- Список заданий
(a) Перепишите дословно отрезок фрагмента об эгалитаризме от «Эгалитарный процесс нацелен» до «беспощадная, беспрерывная, бескрайняя.» включительно.
(b) Напишите продолжение фрагмента об эгалитаризме, начав сразу после его последнего предложения.

- Фрагмент документа
Поиски ответов на вопрос: Кто (или что) правит людьми? – утверждение найденных ответов, неизбежные конфузы, вытекающие из подобных утверждений, составляют канву новейшей истории греческого мира (отсчет новейшей истории ведется с французской революции). Политическая активность социальных низов, легализация «низа» и апологетика низости человеческой натуры пребывают в одной связке: одно усиливает другое, а другое укрепляет третье… Монархи, аристократы, прелаты церкви, некогда создавшие великие нации, как на Западе, так и на Востоке, ненавистны маргиналам, пребывавшим на обочинах исторических процессов. Зато маргиналов привлекает идея равенства: ведь под одеждой мы все – голые. Как бы сделать так, чтобы женщина не отличалась от мужчины, а мужчина от женщины? Как бы изловчиться, чтобы поставить талантливых в один ряд с бездарями?
Эгалитарный процесс нацелен на упразднение сословий, рангов, гендерных, национальных, конфессиональных различий и просто приличий. Все эмансипационные доктрины строятся на тождествах между державными и малыми народами, на «равноправии» облика и половых органов, как для изучения, так и для обозрения. Маргинализм рассматривает существование империй, как переходный этап к бытию без границ. Какая замечательная жизнь ожидает в будущем людей! Их ждут каскады удовольствий, освобожденных от семейных уз, и многогранная деятельность без кастовых предрассудков. Какую кипучую энергию пробуждает это туманное будущее у революционно настроенных масс! Какие пьянящие фантазии кружат головы тем, кто веками был никем, но восстал, чтобы стать всем. Сколько всего предстоит сделать, перевернуть и перелопатить, выпотрошить и разобрать по кирпичику! Предстоит война – беспощадная, беспрерывная, бескрайняя.

- Сохранённые данные
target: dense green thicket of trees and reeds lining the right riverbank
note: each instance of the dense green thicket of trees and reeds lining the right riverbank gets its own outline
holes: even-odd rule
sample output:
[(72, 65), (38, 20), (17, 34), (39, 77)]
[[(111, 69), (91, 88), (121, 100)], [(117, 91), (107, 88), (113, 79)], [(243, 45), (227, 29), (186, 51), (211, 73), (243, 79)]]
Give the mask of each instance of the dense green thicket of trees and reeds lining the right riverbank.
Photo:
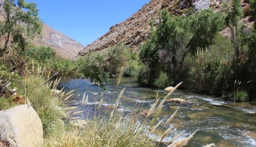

- Ответы
(a)
Эгалитарный процесс нацелен на упразднение сословий, рангов, гендерных, национальных, конфессиональных различий и просто приличий. Все эмансипационные доктрины строятся на тождествах между державными и малыми народами, на «равноправии» облика и половых органов, как для изучения, так и для обозрения. Маргинализм рассматривает существование империй, как переходный этап к бытию без границ. Какая замечательная жизнь ожидает в будущем людей! Их ждут каскады удовольствий, освобожденных от семейных уз, и многогранная деятельность без кастовых предрассудков. Какую кипучую энергию пробуждает это туманное будущее у революционно настроенных масс! Какие пьянящие фантазии кружат головы тем, кто веками был никем, но восстал, чтобы стать всем. Сколько всего предстоит сделать, перевернуть и перелопатить, выпотрошить и разобрать по кирпичику! Предстоит война – беспощадная, беспрерывная, бескрайняя.

(b)
Завершение истории любого локального мира никогда не приводило к раю, а скорее, к катастрофе. Европа в новейшую историю похожа на Медузу Горгону, на голове которой вместо волос извиваются ядовитые змеи. В качестве змей выступают теории, доктрины, идеологии, учения переделки общества, перекройки государства и переплавки человека. Ядовитые змеи ползут в Россию с Запада одна за другой: бонапартизм, шовинизм, расизм, дарвинизм, марксизм, сионизм, утилитаризм, фрейдизм, нацизм. Ужаленные этими змеями люди сами начинают кусаться, а то и впадают в настоящее бешенство.
Принято считать, что революция в России повторила французскую революцию, с поправкой на реалии, сложившиеся в начале XX в. Параллелей можно провести немало. В XVIII в. Франция воевала с Англией за мировое господство, даже поддерживала сепаратизм молодых США. Изнурительная война привела население Франции к голоду, а королевский Двор не хотел снижать свои расходы: особенно расточительным был образ жизни королевы – Марии Антуанетты. Произошел социальный взрыв, приведший к казни августейших особ, к Гражданской войне, к изменению политического строя в стране.
Тема мирового господства не утратила своей актуальности, и в начале ХХ в. Германия оспаривала у Великобритании и Франции лидирующие позиции в европейском мире и рассчитывала на значительные территориальные приращения за счет необъятных пространств Российской империи. Великая война истощила экономику России, произошел бунт социальных низов. На этом параллели между французской и русской революциями исчерпываются. Теперь поговорим о различиях между этими двумя эпохальными событиями.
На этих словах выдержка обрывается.